Short exercise - Copy the records from the line containing "the white goal" through the end of the records, requests included, and scale every coordinate in the answers by 0.6, rounding each result to a whole number with halves rounded up.

Stored entries

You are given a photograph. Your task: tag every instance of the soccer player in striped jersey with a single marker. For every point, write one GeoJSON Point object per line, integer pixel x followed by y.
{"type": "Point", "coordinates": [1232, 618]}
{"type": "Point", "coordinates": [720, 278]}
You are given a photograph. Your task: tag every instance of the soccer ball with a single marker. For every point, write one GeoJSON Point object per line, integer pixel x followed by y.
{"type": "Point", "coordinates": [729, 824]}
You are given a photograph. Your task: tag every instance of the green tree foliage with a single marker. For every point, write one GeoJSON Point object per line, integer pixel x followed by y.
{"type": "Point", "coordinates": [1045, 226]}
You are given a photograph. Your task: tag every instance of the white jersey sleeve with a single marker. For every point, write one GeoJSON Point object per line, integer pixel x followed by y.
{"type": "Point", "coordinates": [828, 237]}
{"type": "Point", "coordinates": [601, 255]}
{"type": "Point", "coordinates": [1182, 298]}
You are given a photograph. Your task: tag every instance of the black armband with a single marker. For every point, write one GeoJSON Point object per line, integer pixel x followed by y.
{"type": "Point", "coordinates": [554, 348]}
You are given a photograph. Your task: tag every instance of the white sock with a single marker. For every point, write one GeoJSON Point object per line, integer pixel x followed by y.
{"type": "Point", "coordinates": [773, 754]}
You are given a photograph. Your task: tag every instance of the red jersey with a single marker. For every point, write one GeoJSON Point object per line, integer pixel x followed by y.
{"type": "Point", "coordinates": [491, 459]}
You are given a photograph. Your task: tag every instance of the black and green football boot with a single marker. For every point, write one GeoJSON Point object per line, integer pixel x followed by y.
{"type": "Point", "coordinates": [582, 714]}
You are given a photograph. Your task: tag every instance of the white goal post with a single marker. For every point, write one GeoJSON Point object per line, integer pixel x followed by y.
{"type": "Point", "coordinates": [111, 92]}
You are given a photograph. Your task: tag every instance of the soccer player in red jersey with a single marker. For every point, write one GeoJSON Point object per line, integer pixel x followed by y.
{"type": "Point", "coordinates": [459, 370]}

Full solution -
You are given a photograph. Your task: tag every instance of the white goal post with a single marker. For every point, write one GeoJSON Point object per line, integer pixel x followed by y.
{"type": "Point", "coordinates": [67, 55]}
You are given a photograph. Your task: tag every instance of the soccer player in red jersey with a single marker. For every point, write one GeoJSON Point object per line, integer pixel x followed by y.
{"type": "Point", "coordinates": [275, 222]}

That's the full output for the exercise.